• _Work to complete_
Select all lines holding the word "below" from the entries that follow.

Task data: Begin

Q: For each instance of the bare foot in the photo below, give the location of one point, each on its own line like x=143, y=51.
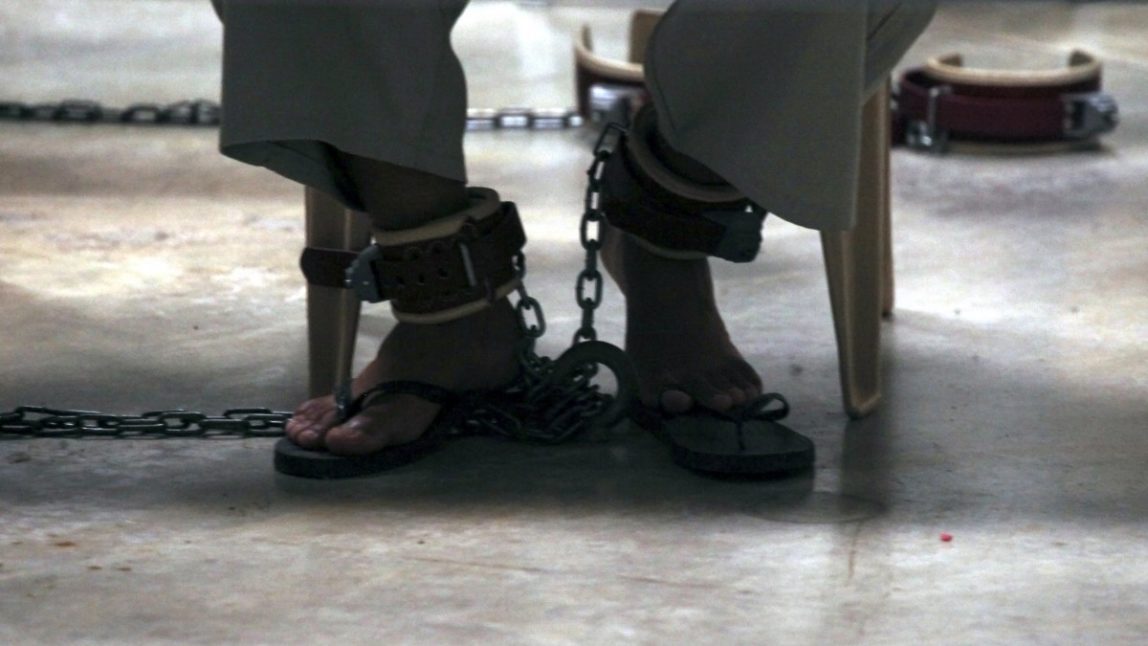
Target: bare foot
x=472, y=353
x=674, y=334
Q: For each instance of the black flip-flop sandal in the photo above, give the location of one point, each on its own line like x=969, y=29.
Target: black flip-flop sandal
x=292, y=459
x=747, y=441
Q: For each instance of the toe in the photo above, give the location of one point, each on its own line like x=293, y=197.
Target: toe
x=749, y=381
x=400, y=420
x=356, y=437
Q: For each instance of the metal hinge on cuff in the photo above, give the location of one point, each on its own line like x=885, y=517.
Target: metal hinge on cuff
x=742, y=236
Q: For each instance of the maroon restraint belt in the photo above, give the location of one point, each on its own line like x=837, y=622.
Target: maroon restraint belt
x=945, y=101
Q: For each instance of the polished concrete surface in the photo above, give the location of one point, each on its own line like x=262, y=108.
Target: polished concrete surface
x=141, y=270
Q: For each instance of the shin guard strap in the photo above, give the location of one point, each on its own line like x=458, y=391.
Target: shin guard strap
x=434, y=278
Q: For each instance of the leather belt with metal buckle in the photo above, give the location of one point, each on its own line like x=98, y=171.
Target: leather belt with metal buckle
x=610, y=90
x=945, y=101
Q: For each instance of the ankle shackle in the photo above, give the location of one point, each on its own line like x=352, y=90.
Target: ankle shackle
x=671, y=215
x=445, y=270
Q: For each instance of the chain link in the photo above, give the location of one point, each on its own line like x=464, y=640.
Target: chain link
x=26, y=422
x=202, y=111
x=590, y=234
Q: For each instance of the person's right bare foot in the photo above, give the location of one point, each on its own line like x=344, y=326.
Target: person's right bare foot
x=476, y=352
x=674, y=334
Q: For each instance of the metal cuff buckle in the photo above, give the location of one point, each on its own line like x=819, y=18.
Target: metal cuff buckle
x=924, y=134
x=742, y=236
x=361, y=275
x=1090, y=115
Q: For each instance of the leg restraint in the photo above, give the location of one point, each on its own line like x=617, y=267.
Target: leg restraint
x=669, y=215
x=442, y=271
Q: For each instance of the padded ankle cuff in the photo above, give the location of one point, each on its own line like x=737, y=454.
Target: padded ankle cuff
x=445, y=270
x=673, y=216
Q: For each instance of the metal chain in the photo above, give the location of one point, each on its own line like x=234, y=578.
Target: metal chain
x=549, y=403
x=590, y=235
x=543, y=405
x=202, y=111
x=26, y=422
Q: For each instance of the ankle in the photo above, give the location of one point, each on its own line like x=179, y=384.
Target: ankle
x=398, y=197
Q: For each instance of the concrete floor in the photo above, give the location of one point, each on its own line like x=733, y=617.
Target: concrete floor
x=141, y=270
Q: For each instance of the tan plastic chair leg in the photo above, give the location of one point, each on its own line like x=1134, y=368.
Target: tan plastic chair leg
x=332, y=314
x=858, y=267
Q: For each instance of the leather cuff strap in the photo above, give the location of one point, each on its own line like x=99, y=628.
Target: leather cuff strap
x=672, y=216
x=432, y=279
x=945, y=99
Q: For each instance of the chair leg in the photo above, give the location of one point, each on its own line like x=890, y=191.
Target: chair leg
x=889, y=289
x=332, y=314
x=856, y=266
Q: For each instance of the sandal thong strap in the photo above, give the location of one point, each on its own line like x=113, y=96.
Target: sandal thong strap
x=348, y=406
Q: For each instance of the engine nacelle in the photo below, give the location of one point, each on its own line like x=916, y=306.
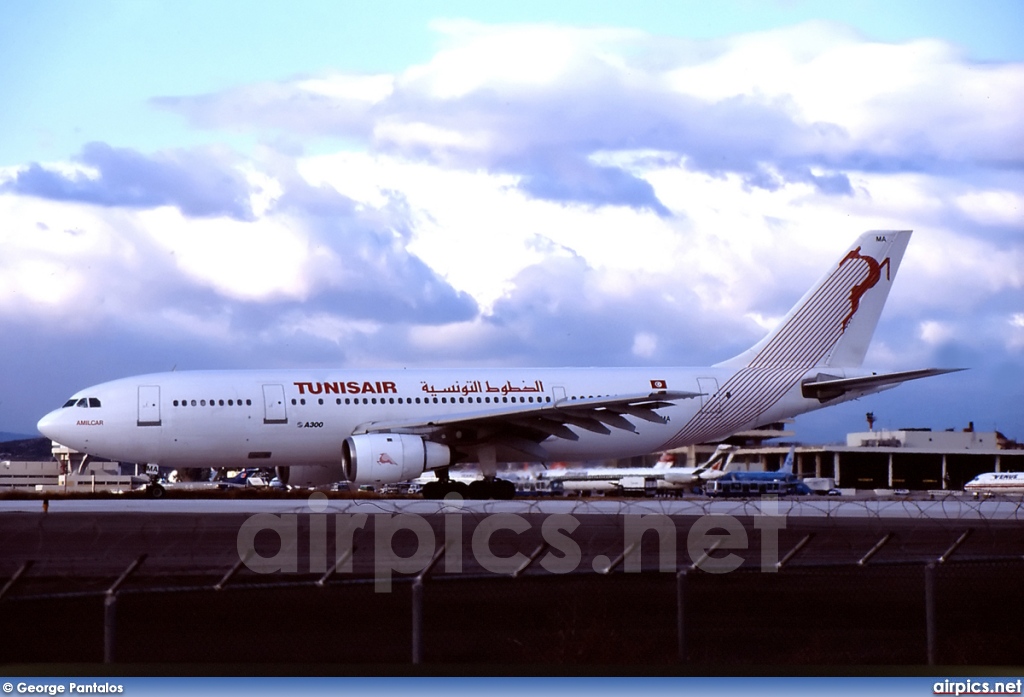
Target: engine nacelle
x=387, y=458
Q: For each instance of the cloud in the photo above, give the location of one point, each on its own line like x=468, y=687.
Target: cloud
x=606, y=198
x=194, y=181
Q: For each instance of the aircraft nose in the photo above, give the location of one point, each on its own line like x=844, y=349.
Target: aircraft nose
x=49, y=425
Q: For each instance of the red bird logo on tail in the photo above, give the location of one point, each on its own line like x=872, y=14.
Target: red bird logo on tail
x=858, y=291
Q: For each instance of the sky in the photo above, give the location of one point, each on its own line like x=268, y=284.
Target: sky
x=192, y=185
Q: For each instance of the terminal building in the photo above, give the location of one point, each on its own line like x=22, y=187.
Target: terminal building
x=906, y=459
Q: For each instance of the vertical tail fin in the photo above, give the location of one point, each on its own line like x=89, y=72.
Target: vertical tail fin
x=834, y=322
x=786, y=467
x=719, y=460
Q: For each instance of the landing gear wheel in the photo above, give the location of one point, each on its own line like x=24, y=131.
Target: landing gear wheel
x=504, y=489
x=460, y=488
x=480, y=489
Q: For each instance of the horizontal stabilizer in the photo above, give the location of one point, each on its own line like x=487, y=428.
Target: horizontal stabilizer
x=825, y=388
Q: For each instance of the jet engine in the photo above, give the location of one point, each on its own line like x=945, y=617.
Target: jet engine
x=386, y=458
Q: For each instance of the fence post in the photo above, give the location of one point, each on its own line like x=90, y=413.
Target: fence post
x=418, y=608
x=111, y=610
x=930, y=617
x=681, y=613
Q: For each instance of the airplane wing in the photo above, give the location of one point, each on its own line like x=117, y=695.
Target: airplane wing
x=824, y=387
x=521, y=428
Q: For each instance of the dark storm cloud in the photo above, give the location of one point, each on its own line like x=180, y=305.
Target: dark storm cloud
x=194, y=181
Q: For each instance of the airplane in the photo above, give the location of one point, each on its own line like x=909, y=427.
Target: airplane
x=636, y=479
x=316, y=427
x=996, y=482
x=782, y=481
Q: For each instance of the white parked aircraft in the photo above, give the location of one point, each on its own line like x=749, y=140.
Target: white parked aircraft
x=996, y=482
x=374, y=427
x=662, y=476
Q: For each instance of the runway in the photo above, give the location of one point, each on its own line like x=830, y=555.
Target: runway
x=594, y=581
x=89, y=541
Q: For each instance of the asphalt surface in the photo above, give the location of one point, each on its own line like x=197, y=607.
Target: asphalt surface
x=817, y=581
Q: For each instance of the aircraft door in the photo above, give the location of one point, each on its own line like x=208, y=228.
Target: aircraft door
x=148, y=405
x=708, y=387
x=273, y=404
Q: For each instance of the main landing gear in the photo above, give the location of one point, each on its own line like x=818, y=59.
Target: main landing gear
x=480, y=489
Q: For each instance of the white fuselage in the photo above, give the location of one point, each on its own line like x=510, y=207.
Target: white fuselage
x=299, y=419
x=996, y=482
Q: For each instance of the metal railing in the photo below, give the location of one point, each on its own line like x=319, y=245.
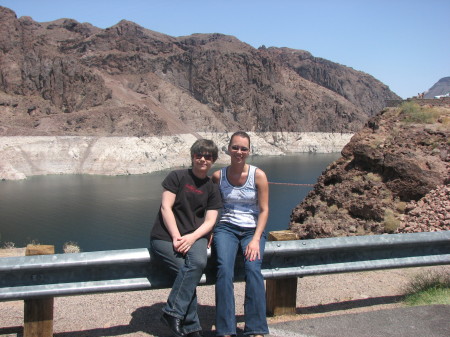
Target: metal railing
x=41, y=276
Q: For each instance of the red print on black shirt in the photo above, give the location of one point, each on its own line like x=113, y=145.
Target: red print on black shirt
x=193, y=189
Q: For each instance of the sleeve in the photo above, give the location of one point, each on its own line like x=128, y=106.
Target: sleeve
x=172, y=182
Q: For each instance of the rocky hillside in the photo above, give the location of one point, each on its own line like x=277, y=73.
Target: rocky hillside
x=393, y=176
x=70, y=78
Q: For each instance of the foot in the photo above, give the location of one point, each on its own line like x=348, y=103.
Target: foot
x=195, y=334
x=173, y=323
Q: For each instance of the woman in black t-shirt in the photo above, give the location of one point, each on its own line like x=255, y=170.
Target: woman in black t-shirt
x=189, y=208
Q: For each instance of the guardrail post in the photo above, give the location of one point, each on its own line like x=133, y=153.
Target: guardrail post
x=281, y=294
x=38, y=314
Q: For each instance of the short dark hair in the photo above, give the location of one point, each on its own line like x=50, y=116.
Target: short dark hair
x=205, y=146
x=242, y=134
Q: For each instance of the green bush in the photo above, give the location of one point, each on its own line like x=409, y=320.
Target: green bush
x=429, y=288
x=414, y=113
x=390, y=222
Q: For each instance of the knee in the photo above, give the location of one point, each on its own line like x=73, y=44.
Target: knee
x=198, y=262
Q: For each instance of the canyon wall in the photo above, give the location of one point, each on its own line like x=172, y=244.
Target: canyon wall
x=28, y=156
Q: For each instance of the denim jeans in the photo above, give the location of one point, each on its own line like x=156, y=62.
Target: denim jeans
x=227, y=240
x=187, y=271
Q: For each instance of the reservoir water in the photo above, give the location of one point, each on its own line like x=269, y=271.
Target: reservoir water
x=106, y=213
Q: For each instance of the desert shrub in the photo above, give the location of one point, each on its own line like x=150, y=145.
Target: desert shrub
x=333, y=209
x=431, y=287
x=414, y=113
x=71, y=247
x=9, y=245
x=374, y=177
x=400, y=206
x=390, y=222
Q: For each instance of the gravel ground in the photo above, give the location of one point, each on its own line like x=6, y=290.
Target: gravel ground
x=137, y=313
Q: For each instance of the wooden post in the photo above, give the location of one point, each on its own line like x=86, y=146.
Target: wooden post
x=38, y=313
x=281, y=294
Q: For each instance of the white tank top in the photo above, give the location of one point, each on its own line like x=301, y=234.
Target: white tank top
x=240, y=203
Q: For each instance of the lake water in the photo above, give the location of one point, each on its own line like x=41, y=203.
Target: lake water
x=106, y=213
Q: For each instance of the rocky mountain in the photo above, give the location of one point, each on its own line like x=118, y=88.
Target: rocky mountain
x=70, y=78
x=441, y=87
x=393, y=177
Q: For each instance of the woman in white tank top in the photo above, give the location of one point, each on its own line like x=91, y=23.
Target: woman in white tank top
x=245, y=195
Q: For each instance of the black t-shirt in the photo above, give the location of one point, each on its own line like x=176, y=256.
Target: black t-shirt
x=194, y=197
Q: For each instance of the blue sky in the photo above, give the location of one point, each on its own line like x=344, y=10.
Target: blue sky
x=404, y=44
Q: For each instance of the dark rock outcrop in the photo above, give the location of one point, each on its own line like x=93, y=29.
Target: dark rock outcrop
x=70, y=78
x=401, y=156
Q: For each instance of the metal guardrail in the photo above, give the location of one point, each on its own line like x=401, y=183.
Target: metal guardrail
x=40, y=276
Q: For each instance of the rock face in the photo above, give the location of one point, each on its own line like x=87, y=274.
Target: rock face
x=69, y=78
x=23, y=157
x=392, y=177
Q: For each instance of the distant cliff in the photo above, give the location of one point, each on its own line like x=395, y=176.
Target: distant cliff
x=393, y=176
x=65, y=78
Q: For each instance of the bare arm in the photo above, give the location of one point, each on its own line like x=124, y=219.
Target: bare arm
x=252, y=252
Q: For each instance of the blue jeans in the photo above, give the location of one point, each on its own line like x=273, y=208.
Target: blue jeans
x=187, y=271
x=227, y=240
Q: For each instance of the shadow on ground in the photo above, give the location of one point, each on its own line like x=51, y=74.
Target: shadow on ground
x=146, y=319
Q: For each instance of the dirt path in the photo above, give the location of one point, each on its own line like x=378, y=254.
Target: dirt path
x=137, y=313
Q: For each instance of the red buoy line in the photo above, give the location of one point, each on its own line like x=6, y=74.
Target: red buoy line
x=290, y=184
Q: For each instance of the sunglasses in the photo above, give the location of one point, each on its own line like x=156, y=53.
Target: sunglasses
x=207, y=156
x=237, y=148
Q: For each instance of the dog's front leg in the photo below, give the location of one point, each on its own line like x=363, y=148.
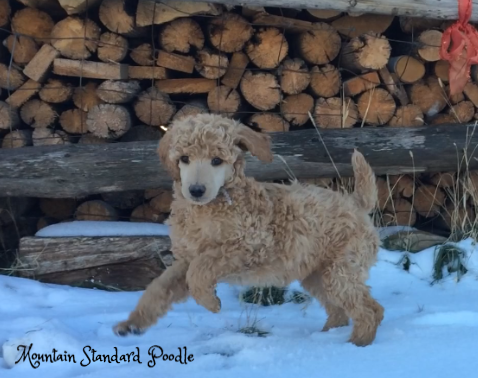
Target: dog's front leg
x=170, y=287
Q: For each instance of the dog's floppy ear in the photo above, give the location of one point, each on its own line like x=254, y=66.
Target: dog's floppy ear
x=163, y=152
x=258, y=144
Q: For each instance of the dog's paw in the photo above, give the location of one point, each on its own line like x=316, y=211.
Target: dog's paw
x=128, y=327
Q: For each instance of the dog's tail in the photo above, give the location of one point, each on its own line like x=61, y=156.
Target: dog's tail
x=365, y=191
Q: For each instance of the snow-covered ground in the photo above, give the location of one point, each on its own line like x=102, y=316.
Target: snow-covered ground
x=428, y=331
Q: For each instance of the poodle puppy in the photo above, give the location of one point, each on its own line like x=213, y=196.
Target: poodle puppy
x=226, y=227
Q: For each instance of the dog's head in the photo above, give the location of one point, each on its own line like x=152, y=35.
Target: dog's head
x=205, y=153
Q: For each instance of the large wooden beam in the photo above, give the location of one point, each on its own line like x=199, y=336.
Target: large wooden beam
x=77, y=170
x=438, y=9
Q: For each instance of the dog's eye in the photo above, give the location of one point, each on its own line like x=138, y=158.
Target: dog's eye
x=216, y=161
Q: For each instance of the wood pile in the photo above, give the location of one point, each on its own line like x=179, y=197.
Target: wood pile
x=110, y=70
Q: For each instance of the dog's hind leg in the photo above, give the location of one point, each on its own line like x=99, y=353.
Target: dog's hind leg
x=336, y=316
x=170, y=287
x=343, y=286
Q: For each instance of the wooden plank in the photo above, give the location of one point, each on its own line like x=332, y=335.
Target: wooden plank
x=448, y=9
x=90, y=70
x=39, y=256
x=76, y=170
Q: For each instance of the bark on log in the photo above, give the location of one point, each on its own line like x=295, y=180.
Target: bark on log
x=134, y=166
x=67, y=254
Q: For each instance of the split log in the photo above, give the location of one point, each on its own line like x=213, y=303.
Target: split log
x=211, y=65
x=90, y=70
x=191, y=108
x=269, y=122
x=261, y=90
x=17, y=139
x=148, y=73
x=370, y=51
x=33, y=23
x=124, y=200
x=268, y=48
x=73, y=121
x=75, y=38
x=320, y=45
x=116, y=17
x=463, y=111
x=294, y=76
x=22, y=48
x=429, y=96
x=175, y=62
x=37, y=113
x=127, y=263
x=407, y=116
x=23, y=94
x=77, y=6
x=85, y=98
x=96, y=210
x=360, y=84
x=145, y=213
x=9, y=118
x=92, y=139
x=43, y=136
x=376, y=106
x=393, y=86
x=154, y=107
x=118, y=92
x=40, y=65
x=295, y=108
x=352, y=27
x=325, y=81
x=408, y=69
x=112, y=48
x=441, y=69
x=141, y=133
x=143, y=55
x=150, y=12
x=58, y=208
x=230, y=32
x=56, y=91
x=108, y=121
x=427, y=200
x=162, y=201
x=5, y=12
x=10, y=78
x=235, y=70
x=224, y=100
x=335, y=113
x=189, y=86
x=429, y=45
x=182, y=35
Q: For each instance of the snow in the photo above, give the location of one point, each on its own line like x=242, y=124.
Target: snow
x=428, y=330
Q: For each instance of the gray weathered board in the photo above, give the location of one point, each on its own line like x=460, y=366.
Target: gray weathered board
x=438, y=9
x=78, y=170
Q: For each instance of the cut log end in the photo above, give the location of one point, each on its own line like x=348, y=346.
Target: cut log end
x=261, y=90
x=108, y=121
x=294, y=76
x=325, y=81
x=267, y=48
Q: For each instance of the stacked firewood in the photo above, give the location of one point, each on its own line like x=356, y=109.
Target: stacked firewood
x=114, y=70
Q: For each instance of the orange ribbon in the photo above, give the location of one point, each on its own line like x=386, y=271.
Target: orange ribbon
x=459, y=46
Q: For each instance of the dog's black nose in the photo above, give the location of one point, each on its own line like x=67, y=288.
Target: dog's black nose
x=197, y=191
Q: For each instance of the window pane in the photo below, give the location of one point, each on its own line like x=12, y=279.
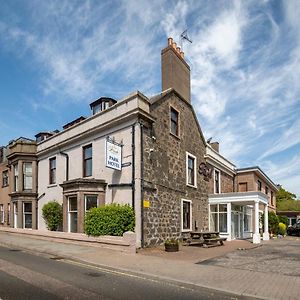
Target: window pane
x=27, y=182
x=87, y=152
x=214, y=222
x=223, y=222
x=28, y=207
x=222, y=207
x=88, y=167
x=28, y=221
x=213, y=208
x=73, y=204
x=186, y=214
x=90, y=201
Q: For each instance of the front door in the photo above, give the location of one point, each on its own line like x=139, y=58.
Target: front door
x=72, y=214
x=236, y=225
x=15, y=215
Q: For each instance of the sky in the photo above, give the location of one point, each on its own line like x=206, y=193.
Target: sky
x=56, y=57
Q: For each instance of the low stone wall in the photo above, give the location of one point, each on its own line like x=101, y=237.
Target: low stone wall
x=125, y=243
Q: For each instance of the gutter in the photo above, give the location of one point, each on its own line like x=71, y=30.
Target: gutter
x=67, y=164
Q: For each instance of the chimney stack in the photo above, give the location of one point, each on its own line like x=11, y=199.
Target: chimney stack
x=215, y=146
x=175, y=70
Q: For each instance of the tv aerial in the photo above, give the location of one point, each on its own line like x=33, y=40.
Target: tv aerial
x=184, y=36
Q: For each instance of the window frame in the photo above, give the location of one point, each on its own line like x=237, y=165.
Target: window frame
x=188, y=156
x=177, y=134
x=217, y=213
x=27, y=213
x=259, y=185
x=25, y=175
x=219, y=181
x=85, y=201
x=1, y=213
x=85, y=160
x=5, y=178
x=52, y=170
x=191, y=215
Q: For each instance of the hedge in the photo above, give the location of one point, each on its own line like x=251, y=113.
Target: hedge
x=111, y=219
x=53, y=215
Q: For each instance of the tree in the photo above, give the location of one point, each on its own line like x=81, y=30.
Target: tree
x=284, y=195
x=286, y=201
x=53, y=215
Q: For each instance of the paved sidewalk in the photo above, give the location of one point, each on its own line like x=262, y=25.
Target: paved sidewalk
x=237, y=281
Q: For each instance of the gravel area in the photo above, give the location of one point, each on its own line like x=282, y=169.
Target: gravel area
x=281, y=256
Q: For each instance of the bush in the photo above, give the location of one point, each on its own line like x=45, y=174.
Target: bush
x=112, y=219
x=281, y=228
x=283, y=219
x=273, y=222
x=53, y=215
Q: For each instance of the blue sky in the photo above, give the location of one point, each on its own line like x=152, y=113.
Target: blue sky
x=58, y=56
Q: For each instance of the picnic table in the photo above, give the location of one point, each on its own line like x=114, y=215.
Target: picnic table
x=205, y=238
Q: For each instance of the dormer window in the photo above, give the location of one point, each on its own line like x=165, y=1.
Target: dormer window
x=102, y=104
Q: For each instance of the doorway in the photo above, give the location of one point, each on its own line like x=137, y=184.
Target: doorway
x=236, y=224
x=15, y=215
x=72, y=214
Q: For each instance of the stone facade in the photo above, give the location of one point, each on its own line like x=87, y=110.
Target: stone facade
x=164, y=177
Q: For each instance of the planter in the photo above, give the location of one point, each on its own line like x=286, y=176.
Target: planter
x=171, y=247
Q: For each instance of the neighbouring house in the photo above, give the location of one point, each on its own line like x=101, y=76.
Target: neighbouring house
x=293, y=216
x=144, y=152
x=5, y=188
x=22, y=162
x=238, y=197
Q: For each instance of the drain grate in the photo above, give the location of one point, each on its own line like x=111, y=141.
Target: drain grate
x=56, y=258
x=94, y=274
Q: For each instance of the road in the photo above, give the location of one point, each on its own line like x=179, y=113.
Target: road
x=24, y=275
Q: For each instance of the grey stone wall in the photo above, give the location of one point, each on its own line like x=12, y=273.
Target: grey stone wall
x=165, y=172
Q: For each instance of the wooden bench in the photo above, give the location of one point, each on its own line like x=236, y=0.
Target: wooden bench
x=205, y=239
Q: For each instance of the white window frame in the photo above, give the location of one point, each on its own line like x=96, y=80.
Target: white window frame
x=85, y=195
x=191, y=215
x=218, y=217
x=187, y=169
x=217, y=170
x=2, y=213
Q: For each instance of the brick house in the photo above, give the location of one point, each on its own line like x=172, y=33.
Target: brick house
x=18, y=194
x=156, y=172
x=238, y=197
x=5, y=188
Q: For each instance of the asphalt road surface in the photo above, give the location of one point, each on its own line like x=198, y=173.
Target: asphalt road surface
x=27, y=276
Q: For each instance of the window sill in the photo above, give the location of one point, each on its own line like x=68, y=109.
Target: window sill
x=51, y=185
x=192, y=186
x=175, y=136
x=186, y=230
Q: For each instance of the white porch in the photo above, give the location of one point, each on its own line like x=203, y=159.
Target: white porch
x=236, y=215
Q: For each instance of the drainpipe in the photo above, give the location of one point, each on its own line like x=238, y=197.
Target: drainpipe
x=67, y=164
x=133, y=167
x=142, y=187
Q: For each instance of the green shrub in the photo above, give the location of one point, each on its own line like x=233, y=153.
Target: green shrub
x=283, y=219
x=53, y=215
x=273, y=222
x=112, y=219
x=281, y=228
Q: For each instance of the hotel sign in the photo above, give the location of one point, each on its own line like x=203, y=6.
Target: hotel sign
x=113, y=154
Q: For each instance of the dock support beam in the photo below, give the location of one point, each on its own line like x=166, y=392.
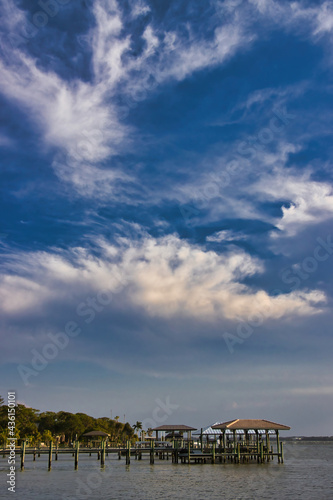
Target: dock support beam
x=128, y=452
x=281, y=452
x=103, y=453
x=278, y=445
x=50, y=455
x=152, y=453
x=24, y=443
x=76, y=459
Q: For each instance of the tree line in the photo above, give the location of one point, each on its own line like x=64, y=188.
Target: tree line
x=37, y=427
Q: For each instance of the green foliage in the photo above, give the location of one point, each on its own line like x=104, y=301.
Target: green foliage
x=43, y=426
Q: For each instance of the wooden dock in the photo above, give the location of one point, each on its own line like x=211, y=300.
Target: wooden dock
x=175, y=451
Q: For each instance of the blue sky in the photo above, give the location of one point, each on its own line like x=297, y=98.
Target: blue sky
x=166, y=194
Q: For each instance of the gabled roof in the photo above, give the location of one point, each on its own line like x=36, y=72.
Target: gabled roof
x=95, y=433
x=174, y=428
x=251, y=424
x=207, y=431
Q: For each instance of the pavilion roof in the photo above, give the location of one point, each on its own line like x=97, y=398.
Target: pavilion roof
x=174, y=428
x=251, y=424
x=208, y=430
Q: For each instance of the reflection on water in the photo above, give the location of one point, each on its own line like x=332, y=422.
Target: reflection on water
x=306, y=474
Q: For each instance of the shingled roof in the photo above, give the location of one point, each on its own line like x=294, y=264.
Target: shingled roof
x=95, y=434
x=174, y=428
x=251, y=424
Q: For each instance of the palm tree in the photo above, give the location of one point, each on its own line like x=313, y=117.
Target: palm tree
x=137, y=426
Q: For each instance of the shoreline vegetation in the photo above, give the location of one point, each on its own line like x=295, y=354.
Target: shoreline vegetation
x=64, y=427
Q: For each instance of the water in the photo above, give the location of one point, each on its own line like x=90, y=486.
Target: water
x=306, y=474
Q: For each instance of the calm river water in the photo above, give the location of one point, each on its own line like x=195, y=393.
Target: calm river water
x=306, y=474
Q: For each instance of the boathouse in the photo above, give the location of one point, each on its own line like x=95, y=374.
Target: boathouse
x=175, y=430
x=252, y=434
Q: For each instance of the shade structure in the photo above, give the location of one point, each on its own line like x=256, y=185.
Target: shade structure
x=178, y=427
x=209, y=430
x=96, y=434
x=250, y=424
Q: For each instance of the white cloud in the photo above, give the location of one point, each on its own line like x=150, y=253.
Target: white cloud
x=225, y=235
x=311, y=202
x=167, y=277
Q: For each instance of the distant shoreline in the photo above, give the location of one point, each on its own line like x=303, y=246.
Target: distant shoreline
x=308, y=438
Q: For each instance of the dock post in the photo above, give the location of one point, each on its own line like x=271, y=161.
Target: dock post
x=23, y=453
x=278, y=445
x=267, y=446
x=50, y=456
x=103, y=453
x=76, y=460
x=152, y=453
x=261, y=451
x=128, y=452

Task data: End

• _Task output_
Q: For each instance of the bare foot in the photo below, give the location of one point, each on its own line like x=143, y=51.
Q: For each instance of the engine nacelle in the photo below, give the location of one point, each on its own line like x=916, y=306.
Q: For each instance of the metal railing in the photo below, give the location of one point, each on its own line like x=319, y=245.
Q: For each instance of the dog's front leg in the photo below, give the location of one point, each on its own line like x=363, y=148.
Q: For each instance of the window pane in the photo below, give the location of one point, each on its own line like x=12, y=279.
Q: For each instance of the dock support beam in the photo below, give the location of one point, each on its own line like x=166, y=392.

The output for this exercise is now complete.